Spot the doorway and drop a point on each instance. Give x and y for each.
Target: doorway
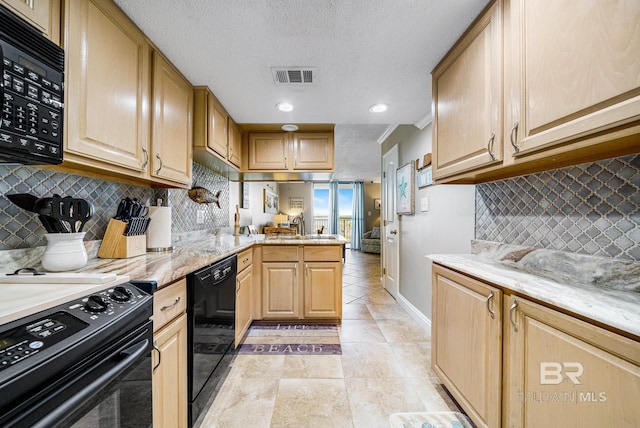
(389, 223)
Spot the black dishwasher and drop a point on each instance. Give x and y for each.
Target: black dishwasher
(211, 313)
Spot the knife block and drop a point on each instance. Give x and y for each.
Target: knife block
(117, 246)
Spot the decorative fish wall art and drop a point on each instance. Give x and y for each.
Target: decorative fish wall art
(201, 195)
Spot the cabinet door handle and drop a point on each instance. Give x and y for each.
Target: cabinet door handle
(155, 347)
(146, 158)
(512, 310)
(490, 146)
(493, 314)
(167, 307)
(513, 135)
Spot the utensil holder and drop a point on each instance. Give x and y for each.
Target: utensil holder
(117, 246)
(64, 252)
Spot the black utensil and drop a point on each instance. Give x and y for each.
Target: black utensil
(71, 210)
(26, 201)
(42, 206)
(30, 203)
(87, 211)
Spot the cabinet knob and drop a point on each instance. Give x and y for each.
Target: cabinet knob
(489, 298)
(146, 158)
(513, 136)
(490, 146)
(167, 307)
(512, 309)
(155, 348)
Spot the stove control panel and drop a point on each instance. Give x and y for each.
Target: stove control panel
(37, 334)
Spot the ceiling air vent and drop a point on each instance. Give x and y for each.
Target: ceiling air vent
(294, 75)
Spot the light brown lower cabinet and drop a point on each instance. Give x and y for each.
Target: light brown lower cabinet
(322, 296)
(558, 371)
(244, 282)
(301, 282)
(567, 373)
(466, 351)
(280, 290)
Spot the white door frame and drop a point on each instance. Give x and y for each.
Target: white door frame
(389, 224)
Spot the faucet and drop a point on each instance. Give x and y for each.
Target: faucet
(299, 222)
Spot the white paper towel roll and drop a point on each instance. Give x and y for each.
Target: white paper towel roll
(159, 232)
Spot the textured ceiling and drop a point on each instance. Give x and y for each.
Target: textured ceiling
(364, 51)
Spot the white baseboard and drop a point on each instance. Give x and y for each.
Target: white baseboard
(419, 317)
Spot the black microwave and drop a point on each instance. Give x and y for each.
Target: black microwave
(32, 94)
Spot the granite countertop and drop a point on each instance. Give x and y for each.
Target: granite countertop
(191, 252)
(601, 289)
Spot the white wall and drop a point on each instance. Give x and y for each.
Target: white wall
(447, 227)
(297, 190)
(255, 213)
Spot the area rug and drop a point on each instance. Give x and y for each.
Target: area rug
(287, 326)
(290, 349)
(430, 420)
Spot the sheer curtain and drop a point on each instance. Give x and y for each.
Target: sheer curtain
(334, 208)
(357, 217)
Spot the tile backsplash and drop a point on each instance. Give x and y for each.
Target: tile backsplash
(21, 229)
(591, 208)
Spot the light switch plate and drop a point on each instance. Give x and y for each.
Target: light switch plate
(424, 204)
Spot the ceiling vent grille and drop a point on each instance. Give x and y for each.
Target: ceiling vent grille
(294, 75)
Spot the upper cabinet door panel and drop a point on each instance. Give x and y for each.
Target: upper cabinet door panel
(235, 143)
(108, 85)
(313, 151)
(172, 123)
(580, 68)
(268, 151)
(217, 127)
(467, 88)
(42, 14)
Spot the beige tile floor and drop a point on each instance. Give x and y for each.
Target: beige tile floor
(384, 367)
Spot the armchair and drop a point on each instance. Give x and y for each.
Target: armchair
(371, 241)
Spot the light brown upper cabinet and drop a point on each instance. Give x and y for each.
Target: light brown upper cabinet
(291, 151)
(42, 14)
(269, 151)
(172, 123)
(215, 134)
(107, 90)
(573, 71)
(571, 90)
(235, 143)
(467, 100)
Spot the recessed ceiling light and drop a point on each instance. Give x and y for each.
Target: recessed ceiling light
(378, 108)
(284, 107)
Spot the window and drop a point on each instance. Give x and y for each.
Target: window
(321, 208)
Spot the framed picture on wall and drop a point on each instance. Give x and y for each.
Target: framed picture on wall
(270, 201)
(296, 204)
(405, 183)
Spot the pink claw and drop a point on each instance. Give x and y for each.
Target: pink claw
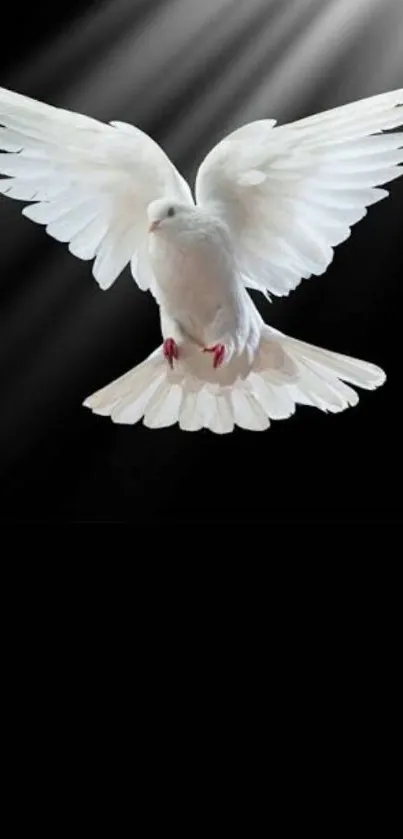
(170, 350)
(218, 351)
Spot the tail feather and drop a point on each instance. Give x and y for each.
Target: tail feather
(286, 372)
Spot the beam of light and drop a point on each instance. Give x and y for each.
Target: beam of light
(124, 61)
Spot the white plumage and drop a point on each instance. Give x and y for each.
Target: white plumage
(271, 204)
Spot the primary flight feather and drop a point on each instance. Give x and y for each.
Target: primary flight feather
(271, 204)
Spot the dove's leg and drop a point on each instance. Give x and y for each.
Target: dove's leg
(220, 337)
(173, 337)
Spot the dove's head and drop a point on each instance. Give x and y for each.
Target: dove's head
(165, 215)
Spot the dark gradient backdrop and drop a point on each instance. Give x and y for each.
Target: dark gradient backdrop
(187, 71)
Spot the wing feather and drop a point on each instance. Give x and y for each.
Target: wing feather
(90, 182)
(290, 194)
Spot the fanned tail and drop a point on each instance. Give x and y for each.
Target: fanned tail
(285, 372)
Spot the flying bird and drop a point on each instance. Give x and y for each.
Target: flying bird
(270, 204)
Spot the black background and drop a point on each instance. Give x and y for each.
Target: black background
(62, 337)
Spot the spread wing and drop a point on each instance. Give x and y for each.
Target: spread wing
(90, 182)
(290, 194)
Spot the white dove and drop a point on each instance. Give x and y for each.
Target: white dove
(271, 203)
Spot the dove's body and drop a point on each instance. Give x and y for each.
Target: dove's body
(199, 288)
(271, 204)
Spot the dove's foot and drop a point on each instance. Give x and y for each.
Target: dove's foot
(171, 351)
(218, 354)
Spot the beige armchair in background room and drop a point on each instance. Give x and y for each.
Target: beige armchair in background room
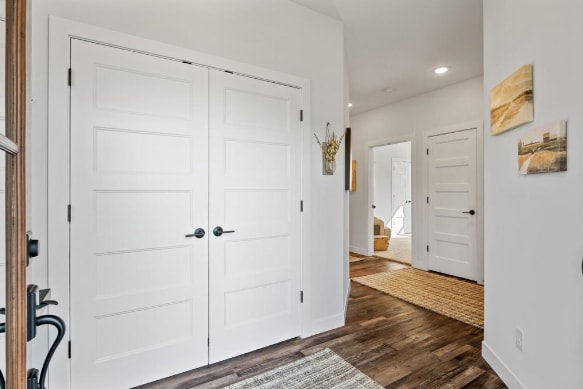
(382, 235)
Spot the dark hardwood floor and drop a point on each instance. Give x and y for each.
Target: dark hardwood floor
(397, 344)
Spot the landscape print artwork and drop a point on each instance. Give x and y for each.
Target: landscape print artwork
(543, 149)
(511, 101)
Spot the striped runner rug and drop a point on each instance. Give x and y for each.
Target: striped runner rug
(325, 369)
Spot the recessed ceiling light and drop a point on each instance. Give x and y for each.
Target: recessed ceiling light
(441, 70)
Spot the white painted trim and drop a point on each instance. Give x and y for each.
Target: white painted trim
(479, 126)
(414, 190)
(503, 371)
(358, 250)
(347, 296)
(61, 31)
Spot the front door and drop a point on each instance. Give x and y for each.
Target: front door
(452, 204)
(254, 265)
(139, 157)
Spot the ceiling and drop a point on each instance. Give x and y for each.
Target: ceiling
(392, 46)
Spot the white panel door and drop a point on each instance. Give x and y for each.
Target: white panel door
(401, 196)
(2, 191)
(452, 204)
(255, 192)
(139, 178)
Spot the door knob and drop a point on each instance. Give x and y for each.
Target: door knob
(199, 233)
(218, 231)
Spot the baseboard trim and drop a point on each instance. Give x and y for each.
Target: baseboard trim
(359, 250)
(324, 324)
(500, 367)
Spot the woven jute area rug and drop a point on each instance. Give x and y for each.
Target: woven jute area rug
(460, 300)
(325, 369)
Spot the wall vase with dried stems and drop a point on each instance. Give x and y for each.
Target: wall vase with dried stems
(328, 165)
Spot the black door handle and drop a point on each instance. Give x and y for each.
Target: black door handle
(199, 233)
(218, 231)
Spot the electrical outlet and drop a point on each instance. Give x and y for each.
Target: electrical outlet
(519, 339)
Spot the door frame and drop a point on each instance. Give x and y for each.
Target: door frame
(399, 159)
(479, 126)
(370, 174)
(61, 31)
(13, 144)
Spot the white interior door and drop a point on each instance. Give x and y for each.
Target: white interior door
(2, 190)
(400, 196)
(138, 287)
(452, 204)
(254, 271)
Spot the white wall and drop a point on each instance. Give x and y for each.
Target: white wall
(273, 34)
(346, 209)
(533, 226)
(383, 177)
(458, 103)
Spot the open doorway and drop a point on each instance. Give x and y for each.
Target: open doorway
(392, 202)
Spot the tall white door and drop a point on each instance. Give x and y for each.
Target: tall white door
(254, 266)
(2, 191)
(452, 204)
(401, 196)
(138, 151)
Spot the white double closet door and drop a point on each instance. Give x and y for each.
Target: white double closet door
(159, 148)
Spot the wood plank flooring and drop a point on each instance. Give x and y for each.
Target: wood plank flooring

══════

◆ Task instructions
Begin at the first line of the records and please reproduce every line exactly through the one containing "Spot the cabinet knob", leaving all pictures out.

◆ Answer area
Spot the doorway and drop a point on each instance. Give x and y for each.
Target: doorway
(389, 223)
Spot the black dishwasher and drop a point on each instance. Give x and y for each.
Target: black dishwasher
(211, 313)
Spot the knife block and drop a point on each instance. Give x and y for each.
Target: knife block
(117, 246)
Spot the decorative fish wall art and drop a point on each instance. Give x and y for each.
Target: decorative fish wall art
(201, 195)
Spot the cabinet door handle and drop a point on each instance. Give x and y for each.
Target: cabinet door handle
(155, 347)
(146, 158)
(512, 310)
(490, 146)
(493, 314)
(167, 307)
(513, 135)
Spot the utensil holder and drop a point on each instance. Give x and y for each.
Target: utensil holder
(117, 246)
(64, 252)
Spot the black utensil and drop a point on each instance. Give x and y for each.
Target: black utensil
(71, 210)
(26, 201)
(42, 206)
(30, 203)
(87, 211)
Spot the cabinet knob and drop a point on each instance. Give x and y for each.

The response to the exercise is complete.